What is asked >>
In the number theory thread below, what operation does the symbol $*$ stand for?

Supplied passage >>
##############################

I want to prove that $f*f=f \tau$ iff $f$ is completely multiplicative. The "if" part was relatively easy, using $f(g*h)=(fg)*(fh)$ and plug $g=h=1$ for all $n$.
Juxtaposition is ordinary, pointwise product and $*$ is dirichlet convolution.
My attempt: Using well-ordering property, let $a,b$ be a pair of integers with smallest product such that $f(ab) \neq f(a)f(b)$, and arriving to contradiction. But this does not seem to work.
Thank in advance!
If $f(1)\ne 0,1$ then $f\ast f(1)= f(1)^2\ne f(1)=f(1)\tau(1)$.
If $f(1)= 0$ then take the least $n$ such that $f(n)\ne 0$, you'll have $f\ast f(n)=0\ne f(n)\tau(n)$.
So assume that $f(1)=1$.
Take the least $n$ such that $f(n)\ne \prod_{p^k\| n} f(p)^k$.
For all $m$ let $g(m)=\prod_{p^k\| m} f(p)^k$.
then $$f\ast f(n)-f(n)\tau(n) = g\ast g(n) + f(n)-g(n)-f(n)\tau(n)$$ $$= g(n)\tau(n)+f(n)-g(n)-f(n)\tau(n)= (g(n)-f(n))(\tau(n)-1)\ne 0$$

##############################

Recorded data >>
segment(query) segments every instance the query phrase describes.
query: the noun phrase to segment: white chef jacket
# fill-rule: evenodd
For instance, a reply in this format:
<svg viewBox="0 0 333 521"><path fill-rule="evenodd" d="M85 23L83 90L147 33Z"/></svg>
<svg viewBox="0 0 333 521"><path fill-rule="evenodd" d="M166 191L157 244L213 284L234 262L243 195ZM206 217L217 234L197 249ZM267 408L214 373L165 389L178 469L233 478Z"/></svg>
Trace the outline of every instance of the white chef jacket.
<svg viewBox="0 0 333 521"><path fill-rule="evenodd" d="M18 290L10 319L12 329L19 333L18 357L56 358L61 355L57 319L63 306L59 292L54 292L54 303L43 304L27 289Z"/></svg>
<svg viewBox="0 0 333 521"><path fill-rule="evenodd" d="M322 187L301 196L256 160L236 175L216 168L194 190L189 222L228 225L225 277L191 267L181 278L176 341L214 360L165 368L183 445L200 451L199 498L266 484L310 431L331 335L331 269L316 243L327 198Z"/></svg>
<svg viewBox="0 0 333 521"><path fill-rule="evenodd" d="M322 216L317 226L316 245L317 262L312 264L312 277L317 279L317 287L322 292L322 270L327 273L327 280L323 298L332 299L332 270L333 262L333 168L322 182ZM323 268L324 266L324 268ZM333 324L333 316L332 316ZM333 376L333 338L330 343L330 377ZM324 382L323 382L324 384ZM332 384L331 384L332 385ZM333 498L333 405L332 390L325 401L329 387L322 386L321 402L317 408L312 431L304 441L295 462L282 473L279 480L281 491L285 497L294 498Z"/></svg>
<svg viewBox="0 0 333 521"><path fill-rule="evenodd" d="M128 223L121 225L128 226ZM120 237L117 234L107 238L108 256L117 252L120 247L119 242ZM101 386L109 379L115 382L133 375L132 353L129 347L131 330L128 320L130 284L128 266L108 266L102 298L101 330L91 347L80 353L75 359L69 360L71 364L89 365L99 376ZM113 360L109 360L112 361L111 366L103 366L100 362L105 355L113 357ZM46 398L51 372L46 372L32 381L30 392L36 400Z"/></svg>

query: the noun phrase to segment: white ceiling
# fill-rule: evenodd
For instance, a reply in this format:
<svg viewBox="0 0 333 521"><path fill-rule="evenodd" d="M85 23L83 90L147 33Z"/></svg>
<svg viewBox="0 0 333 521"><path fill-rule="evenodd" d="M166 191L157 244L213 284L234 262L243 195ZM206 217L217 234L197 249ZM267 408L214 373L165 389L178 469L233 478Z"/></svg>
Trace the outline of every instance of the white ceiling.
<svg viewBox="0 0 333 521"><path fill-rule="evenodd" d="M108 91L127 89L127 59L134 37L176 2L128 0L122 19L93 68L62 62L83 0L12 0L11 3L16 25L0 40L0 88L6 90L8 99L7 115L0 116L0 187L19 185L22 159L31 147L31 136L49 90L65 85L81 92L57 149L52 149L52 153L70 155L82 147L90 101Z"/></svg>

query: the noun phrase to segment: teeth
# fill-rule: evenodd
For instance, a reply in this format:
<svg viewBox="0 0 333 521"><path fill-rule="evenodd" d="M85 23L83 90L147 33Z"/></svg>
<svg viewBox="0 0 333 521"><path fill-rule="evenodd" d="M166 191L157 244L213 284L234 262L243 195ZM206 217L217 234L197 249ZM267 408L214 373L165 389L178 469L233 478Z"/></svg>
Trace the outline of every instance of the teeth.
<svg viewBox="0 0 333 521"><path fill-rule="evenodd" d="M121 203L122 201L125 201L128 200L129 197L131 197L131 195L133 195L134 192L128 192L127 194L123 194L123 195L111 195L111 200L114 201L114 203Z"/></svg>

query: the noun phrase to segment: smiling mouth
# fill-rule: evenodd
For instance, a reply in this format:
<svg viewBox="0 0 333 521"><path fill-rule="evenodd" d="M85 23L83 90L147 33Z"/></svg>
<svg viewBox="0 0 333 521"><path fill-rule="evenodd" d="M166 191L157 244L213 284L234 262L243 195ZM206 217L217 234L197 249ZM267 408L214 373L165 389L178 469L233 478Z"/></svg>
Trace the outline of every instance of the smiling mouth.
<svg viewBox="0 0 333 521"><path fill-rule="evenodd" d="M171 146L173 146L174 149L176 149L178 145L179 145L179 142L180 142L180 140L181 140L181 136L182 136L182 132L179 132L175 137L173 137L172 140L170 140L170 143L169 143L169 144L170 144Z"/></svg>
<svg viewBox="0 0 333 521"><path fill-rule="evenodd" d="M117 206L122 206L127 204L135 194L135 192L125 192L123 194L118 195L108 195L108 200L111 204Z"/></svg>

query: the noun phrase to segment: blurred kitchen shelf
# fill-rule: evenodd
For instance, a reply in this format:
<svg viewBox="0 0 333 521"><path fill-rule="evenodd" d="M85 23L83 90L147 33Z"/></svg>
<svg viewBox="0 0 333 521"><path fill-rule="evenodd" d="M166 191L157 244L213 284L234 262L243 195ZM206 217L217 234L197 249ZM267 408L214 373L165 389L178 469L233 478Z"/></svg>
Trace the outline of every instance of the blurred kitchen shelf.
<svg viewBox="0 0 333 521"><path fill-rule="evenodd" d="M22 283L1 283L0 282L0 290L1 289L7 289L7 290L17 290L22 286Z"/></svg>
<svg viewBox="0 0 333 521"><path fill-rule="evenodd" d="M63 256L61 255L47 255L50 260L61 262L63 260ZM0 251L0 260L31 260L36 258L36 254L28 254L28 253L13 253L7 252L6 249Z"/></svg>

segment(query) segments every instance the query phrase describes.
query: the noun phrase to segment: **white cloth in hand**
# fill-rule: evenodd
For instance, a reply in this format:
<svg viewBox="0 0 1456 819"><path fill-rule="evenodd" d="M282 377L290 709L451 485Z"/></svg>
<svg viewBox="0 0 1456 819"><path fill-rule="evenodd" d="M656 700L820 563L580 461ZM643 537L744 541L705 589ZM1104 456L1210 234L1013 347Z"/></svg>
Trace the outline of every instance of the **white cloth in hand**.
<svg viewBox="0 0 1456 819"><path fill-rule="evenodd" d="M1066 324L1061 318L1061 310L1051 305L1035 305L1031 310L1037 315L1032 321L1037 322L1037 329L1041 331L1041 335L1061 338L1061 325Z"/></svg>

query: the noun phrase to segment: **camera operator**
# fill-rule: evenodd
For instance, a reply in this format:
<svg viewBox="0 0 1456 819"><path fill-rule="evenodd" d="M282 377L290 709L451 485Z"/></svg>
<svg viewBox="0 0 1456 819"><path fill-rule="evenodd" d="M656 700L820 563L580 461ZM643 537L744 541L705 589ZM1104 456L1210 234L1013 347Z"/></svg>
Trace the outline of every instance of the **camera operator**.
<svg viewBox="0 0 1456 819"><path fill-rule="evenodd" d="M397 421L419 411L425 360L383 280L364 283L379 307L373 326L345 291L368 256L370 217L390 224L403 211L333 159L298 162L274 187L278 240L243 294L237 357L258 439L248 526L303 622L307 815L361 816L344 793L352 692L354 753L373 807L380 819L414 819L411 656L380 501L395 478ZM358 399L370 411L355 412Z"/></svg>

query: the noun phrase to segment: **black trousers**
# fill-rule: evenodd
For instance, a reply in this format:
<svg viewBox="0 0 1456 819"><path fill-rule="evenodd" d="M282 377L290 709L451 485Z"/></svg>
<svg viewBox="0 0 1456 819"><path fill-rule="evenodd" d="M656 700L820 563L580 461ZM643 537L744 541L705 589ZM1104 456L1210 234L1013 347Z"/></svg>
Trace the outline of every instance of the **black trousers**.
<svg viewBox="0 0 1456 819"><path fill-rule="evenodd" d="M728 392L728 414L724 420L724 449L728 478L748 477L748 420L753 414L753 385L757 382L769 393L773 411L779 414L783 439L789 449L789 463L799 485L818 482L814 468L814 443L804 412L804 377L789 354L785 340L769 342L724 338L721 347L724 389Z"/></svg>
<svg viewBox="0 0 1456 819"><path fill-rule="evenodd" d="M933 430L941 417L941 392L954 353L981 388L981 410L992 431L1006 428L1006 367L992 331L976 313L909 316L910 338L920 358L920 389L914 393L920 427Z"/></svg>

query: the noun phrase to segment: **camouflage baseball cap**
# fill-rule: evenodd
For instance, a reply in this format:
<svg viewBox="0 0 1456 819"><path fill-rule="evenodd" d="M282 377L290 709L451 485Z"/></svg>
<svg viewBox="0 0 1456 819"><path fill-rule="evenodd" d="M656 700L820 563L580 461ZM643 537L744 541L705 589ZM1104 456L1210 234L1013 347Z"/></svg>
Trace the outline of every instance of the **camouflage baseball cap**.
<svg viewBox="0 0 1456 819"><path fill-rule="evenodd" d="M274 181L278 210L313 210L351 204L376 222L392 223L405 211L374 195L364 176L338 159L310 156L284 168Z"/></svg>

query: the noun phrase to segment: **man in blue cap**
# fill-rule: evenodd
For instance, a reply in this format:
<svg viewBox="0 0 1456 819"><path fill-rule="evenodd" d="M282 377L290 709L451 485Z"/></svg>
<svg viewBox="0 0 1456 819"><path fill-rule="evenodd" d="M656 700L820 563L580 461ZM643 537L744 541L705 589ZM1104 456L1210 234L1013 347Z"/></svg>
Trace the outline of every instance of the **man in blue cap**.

##############################

The completed task >>
Dirichlet convolution.